(Items stored in the dataset)
··········
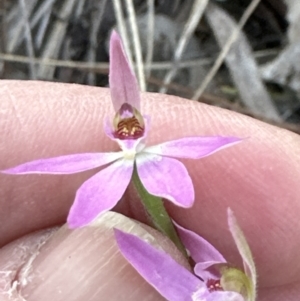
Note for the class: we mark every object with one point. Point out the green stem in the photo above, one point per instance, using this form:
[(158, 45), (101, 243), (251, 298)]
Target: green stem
[(158, 214)]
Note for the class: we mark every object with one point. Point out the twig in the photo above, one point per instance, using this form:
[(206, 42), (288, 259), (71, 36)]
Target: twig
[(136, 44), (28, 38), (189, 28), (232, 38)]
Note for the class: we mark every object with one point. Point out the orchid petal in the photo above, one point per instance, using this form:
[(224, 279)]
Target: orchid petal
[(224, 296), (201, 251), (192, 147), (65, 164), (159, 269), (122, 81), (243, 248), (100, 193), (166, 178)]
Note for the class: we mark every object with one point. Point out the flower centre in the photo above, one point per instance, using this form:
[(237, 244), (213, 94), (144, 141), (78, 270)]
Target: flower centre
[(128, 123), (214, 285)]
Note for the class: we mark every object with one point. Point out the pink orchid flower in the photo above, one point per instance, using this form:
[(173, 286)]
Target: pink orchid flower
[(160, 174), (214, 278)]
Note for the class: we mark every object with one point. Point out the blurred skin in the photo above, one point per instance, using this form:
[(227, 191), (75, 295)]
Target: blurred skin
[(259, 179)]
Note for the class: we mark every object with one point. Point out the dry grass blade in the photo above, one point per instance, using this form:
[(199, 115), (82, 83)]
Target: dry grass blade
[(122, 29), (16, 25), (28, 38), (97, 17), (241, 62), (136, 44), (57, 34), (189, 28), (232, 38), (150, 37)]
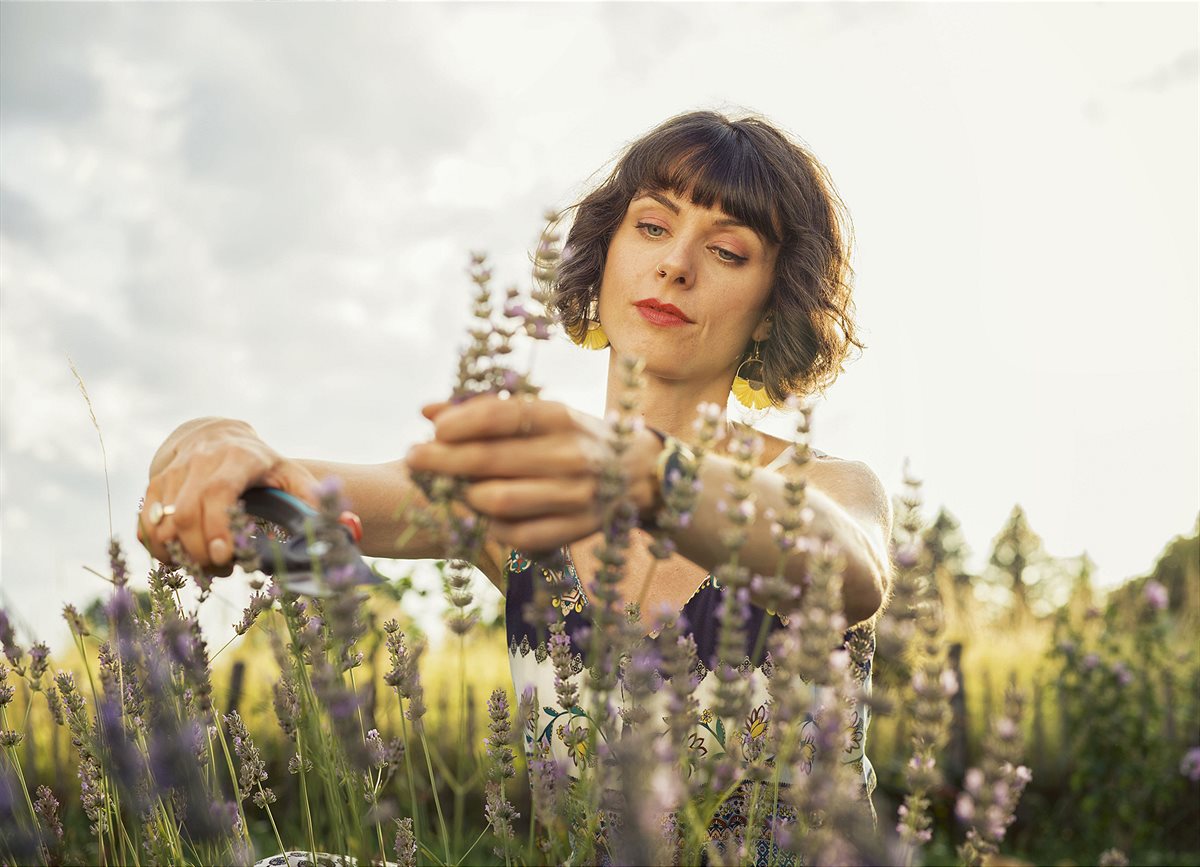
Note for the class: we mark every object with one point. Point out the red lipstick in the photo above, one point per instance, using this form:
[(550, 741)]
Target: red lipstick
[(661, 314)]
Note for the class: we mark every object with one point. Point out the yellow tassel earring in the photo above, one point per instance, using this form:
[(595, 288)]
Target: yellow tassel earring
[(589, 333), (749, 383)]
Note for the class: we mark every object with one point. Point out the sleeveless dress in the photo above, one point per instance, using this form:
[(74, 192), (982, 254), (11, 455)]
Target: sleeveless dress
[(532, 668)]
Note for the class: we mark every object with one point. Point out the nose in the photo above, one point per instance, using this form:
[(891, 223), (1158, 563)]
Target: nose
[(676, 267)]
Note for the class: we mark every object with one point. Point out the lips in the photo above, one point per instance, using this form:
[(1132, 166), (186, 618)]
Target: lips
[(661, 314)]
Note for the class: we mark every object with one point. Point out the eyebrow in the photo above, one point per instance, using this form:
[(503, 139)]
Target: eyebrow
[(673, 207)]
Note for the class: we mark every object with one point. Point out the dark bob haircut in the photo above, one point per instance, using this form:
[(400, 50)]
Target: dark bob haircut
[(757, 175)]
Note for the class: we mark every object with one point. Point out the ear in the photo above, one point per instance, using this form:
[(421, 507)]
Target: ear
[(762, 330)]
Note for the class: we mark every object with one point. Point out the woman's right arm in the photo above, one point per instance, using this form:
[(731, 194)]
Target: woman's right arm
[(205, 464)]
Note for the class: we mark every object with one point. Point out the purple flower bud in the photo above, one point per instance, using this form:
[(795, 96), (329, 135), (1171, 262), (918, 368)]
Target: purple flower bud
[(1123, 675), (1156, 596), (1191, 764), (949, 682)]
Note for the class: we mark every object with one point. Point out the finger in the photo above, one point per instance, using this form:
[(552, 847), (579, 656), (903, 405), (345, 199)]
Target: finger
[(295, 480), (205, 519), (490, 418), (532, 458), (525, 498), (544, 533), (161, 491)]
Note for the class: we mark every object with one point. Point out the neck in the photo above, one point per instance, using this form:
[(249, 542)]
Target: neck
[(667, 405)]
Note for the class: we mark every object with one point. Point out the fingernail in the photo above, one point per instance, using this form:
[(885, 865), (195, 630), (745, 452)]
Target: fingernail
[(219, 551)]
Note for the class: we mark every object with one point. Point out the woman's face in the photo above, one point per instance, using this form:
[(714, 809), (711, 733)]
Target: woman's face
[(685, 287)]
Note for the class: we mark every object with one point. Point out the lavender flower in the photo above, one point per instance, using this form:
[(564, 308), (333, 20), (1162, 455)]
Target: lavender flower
[(6, 692), (1189, 766), (47, 808), (405, 844)]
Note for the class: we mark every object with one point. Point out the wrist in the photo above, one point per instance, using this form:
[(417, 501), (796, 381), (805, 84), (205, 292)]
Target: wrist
[(649, 490)]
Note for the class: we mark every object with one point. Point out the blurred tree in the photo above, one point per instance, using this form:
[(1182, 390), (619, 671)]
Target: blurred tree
[(1083, 595), (1179, 570), (948, 552), (1030, 580)]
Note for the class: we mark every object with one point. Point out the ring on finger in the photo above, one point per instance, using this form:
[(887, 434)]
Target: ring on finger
[(525, 419), (157, 512)]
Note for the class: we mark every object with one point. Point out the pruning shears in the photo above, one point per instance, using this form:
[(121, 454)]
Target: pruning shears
[(319, 557)]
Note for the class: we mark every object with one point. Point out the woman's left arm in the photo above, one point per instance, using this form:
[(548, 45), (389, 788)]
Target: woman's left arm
[(535, 468)]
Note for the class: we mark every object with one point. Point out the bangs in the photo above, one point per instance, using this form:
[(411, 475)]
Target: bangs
[(715, 167)]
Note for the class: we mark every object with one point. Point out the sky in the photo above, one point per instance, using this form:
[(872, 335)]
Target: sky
[(264, 211)]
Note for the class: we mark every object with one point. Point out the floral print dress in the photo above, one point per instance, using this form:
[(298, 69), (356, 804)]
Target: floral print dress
[(532, 667)]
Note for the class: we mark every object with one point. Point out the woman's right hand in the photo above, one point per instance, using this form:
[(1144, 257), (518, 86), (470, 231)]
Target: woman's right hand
[(202, 470)]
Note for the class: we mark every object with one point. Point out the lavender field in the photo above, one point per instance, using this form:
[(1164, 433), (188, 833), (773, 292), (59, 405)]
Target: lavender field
[(1014, 713)]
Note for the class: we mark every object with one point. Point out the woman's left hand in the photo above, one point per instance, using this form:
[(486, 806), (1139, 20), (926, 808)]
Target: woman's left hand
[(534, 466)]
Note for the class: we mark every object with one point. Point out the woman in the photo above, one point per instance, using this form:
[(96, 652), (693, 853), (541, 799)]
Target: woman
[(715, 246)]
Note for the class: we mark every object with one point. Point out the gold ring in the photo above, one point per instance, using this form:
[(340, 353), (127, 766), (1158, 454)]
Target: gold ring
[(157, 512), (526, 424)]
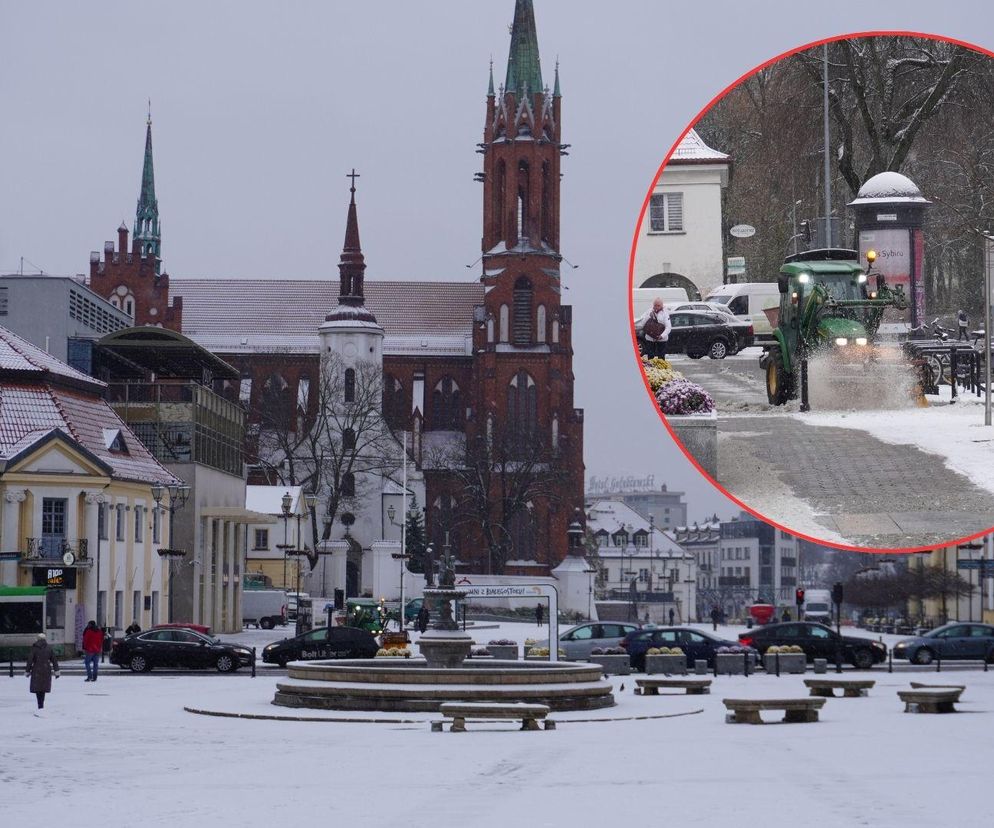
··········
> _What the task requires_
How many lines in the items above contain the word "yellow"? Give only the number.

> _Complete response_
2